*Document segment:*
==================================================

This week on Press Play, we’re using the 50th anniversary of the Watts Riots to talk about what has changed in the South L.A. community, and what has stayed the same. 

Chief William Parker is now seen as a relic; an old-school, hard-edged racist cop whose heavy-handed tactics help create fertile ground for the 1965 Watts riots.

But the reality is much more interesting.

According to John Buntin, author of “L.A. Noir: The Struggle for the Soul of America’s Most Seductive City,” Parker transformed the LAPD from a goon squad and into a professional police force. The militarization of the police that we now see as a problem was then a way of controlling a politically-controlled, corrupt police department.

==================================================

*Provided information:*
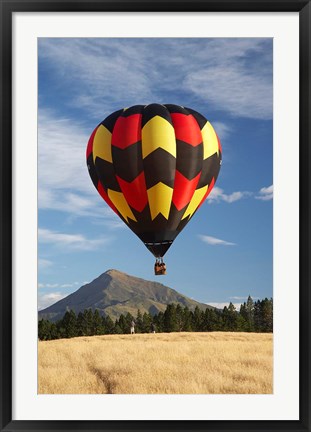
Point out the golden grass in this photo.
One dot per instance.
(163, 363)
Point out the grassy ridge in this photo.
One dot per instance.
(166, 363)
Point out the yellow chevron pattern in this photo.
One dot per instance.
(195, 201)
(160, 198)
(210, 141)
(121, 205)
(102, 144)
(156, 133)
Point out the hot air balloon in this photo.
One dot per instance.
(154, 165)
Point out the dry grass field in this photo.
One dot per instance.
(164, 363)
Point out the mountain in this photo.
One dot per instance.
(114, 293)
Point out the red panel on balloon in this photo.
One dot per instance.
(184, 190)
(135, 192)
(89, 148)
(127, 131)
(104, 195)
(186, 129)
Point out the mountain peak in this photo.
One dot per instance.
(114, 293)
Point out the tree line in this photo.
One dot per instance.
(252, 317)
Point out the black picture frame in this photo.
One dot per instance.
(8, 7)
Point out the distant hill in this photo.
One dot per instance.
(114, 293)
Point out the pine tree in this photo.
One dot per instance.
(69, 324)
(108, 325)
(197, 323)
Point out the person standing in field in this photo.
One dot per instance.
(133, 327)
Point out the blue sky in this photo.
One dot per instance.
(225, 252)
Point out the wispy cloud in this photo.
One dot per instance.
(218, 195)
(233, 75)
(215, 241)
(265, 193)
(64, 182)
(74, 242)
(44, 263)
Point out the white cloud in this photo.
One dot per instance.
(46, 300)
(215, 241)
(265, 193)
(234, 75)
(69, 285)
(217, 194)
(64, 182)
(76, 242)
(222, 130)
(232, 83)
(44, 263)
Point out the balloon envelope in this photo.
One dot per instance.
(154, 165)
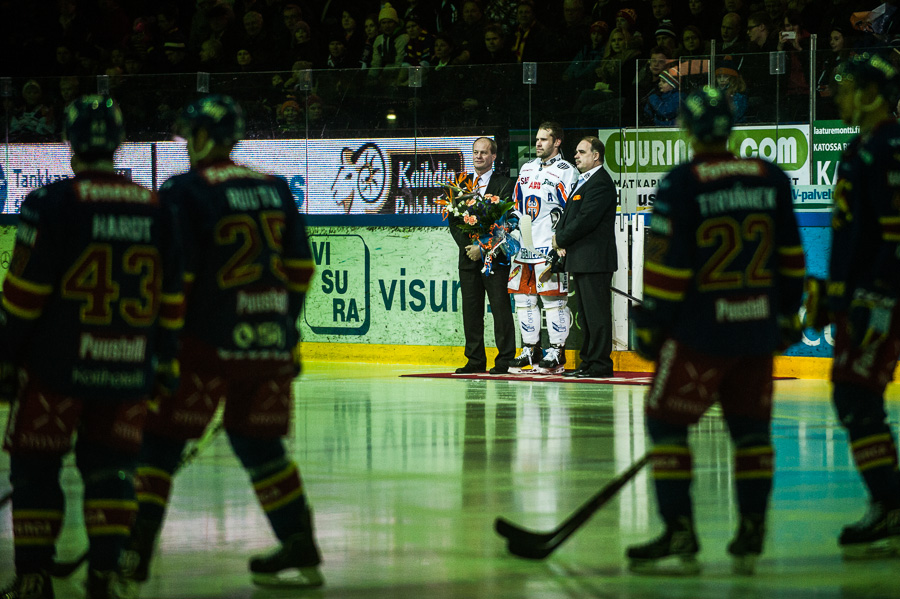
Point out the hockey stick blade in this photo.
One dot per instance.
(538, 545)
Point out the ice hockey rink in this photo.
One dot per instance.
(408, 474)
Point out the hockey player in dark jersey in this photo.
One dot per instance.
(860, 296)
(92, 305)
(247, 267)
(723, 281)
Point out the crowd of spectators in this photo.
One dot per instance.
(319, 67)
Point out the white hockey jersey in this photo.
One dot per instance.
(541, 192)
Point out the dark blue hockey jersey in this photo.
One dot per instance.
(93, 297)
(247, 265)
(865, 252)
(723, 259)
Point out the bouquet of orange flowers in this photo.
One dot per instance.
(487, 219)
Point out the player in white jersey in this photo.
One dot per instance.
(541, 192)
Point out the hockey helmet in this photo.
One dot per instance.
(220, 116)
(870, 69)
(706, 113)
(94, 126)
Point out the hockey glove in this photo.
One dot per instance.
(870, 317)
(790, 331)
(9, 382)
(168, 377)
(648, 335)
(817, 316)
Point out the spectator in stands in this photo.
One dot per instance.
(662, 15)
(289, 120)
(494, 49)
(692, 42)
(257, 40)
(292, 17)
(304, 47)
(626, 20)
(354, 38)
(761, 36)
(795, 41)
(32, 118)
(731, 41)
(212, 57)
(588, 58)
(64, 61)
(503, 13)
(736, 6)
(841, 49)
(646, 82)
(662, 106)
(667, 37)
(617, 66)
(370, 28)
(701, 16)
(729, 80)
(605, 10)
(468, 33)
(176, 58)
(167, 20)
(141, 42)
(244, 62)
(420, 47)
(532, 40)
(574, 36)
(69, 90)
(389, 50)
(775, 9)
(111, 25)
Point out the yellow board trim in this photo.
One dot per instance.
(800, 367)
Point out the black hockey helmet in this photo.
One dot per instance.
(706, 113)
(219, 115)
(870, 69)
(93, 126)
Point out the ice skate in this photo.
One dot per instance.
(135, 560)
(526, 361)
(294, 564)
(35, 585)
(678, 540)
(747, 545)
(876, 536)
(554, 361)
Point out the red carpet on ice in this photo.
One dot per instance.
(620, 378)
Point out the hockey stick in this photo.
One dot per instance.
(538, 545)
(66, 569)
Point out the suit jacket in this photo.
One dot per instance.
(586, 229)
(498, 185)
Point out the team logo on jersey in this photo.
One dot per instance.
(532, 206)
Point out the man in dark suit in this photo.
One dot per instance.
(473, 284)
(585, 237)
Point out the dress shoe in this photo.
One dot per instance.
(576, 372)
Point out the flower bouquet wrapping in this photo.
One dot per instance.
(487, 220)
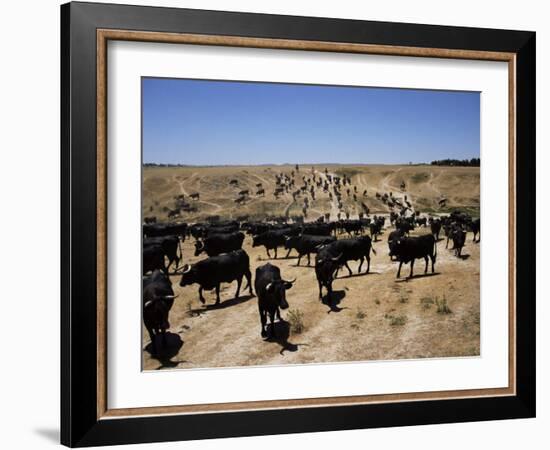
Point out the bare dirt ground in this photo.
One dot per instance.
(371, 317)
(425, 185)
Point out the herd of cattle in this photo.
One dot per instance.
(334, 244)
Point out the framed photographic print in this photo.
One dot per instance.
(276, 224)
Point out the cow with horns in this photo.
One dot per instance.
(158, 298)
(209, 273)
(271, 291)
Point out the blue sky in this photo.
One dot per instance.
(202, 122)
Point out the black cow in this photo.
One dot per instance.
(326, 266)
(392, 241)
(375, 228)
(305, 244)
(421, 221)
(273, 239)
(271, 291)
(351, 250)
(158, 298)
(211, 272)
(215, 244)
(169, 246)
(407, 249)
(435, 227)
(153, 258)
(475, 226)
(458, 236)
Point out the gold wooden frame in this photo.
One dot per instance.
(103, 36)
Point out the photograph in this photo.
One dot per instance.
(300, 224)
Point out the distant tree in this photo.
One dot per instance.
(474, 162)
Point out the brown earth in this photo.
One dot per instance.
(425, 185)
(373, 316)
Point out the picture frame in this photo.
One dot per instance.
(86, 28)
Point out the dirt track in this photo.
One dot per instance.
(372, 316)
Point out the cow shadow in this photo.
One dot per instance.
(164, 349)
(231, 302)
(279, 333)
(415, 277)
(334, 300)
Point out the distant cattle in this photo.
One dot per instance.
(173, 213)
(305, 244)
(273, 239)
(319, 229)
(165, 229)
(404, 224)
(209, 273)
(352, 227)
(271, 291)
(153, 259)
(407, 249)
(216, 244)
(158, 298)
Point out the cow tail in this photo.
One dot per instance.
(179, 245)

==================================================

*What the task requires:* Pick up the passage on Chief William Parker and the LAPD after its final sentence and continue it.

*Task response:*
“Militarization was itself was a reform movement,” says Buntin. It was a movement “born of the lawless conduct of the 1930s and ’40s when police departments like the LAPD ran unmonitored intelligence units, gathered opposition research on critics and engaged in all manner of frankly illegal activities. So militarizing command, creating rigid lines of command and spans of control was a reform and Chief Parker was a reformer par excellence. He came in 1950 determined to root out corruption and in that he succeeded.”

But its inherent racism and heavy-handed tactics created so much animosity in communities of color, that the riots were almost a fait accompli.

Parker was raised in Deadwood, South Dakota, the grandson of a DA. He would become a lawyer himself and an LAPD cop who’d come up in the ranks to become chief in 1950. He was smart and controlled, but also blind to a city – and a world – that was changing around him.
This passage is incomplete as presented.